- [Try it]:
Return all lines from the entries below in which the word "truck" is present.

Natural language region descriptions

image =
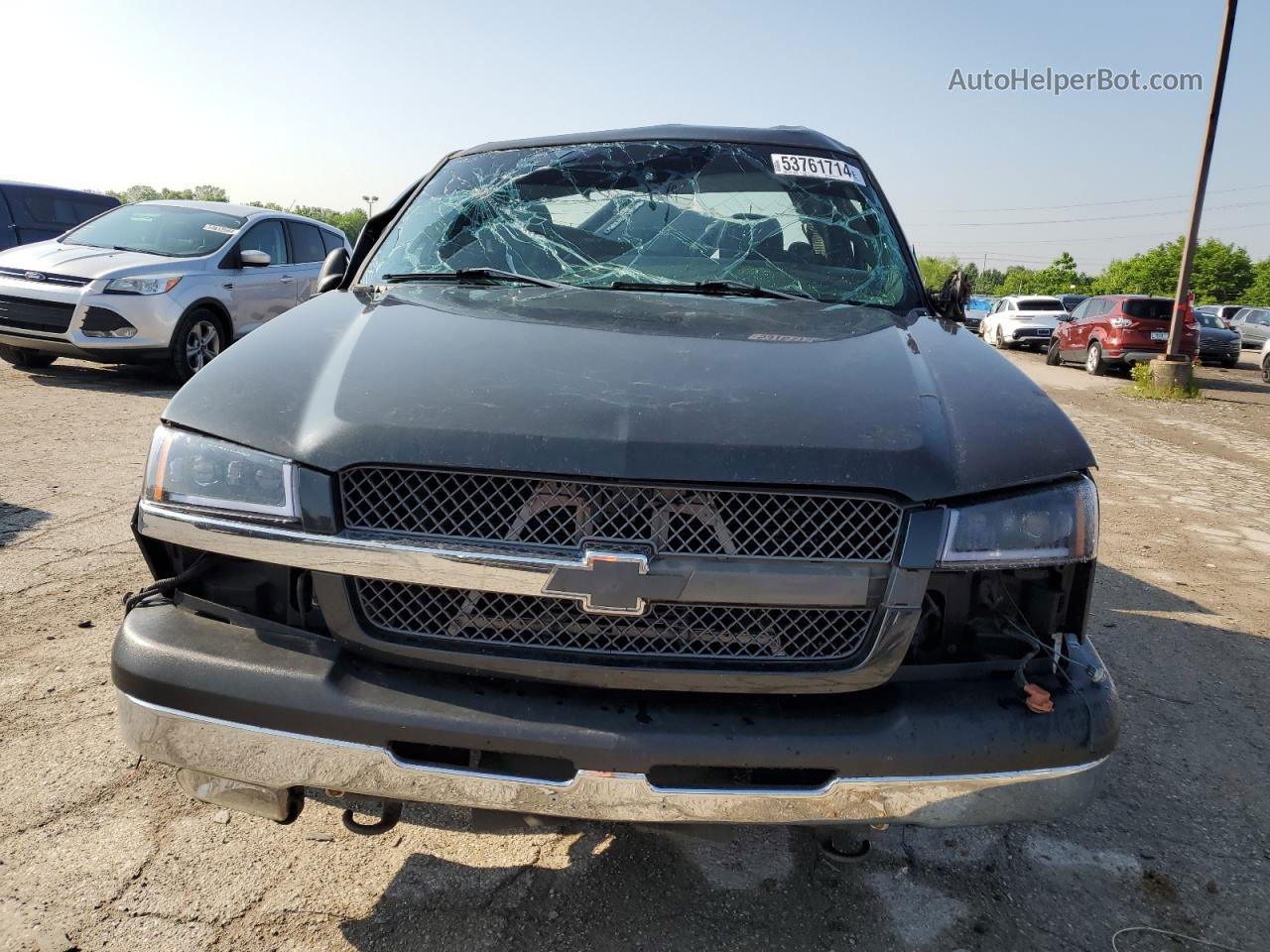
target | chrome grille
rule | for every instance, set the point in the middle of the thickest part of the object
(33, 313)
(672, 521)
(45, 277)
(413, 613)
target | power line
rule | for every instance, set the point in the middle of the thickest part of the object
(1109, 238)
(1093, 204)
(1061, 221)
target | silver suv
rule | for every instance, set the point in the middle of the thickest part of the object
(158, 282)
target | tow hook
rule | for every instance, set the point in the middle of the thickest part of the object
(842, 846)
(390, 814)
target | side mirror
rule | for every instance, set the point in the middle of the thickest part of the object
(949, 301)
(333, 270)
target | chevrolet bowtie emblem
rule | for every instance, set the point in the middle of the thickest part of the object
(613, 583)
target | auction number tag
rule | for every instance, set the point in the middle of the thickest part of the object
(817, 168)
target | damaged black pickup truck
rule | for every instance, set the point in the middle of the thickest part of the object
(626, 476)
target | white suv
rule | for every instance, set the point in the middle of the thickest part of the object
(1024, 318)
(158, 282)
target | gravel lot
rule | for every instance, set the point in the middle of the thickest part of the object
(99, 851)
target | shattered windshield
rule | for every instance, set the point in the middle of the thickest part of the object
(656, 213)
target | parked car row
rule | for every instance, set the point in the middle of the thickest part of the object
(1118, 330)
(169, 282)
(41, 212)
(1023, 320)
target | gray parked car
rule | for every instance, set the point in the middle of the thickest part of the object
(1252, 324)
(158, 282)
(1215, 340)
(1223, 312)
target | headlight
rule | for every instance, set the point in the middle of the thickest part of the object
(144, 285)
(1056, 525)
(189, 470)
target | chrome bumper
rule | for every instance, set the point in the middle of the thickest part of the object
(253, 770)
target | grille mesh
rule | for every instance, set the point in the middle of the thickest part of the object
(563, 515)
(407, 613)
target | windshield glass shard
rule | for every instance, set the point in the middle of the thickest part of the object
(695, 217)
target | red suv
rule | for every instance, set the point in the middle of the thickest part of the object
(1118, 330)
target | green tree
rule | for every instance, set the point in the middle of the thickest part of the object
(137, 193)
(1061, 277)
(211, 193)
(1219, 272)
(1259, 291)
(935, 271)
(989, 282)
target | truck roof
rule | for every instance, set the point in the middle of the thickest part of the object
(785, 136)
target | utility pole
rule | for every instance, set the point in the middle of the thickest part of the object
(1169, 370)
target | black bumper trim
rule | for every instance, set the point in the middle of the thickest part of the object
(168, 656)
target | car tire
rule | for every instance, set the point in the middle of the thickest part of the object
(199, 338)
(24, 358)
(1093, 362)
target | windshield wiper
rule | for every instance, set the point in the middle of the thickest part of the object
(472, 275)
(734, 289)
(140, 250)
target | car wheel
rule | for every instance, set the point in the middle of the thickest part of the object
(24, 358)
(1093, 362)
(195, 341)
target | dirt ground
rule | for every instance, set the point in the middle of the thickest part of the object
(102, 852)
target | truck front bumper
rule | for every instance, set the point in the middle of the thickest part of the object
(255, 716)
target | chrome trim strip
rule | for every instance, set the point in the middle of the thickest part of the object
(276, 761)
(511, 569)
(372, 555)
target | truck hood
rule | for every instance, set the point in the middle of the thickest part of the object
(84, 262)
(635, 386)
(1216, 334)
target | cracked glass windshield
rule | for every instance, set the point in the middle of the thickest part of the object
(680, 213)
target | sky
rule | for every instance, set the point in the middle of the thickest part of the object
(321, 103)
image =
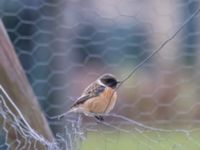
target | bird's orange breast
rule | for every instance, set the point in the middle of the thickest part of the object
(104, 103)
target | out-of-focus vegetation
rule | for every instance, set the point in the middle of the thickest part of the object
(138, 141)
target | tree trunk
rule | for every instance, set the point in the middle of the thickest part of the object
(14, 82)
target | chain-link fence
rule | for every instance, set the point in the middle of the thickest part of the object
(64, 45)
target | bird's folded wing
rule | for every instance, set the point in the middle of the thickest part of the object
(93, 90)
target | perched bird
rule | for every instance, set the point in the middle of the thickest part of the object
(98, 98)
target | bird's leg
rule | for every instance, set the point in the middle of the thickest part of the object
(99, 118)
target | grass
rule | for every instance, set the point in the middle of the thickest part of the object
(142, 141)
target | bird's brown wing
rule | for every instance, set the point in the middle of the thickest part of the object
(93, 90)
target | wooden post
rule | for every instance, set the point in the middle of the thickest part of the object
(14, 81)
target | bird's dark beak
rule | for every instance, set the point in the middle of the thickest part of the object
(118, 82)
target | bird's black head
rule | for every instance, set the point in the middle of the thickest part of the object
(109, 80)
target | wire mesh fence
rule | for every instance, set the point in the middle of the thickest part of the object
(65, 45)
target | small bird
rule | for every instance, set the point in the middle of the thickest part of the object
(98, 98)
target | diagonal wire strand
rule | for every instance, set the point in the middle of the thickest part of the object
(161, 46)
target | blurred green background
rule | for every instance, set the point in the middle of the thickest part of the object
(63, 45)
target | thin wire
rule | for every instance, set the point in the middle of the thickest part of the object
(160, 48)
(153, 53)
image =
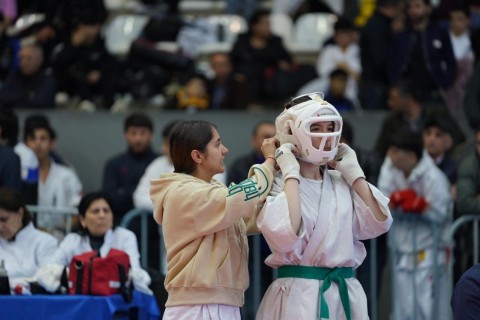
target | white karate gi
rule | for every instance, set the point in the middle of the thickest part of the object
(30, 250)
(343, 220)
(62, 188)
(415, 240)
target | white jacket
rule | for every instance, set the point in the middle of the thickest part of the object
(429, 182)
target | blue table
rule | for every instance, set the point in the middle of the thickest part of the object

- [Result of the exercise]:
target | damaged black pickup truck
target | truck roof
target | truck front bumper
target | truck hood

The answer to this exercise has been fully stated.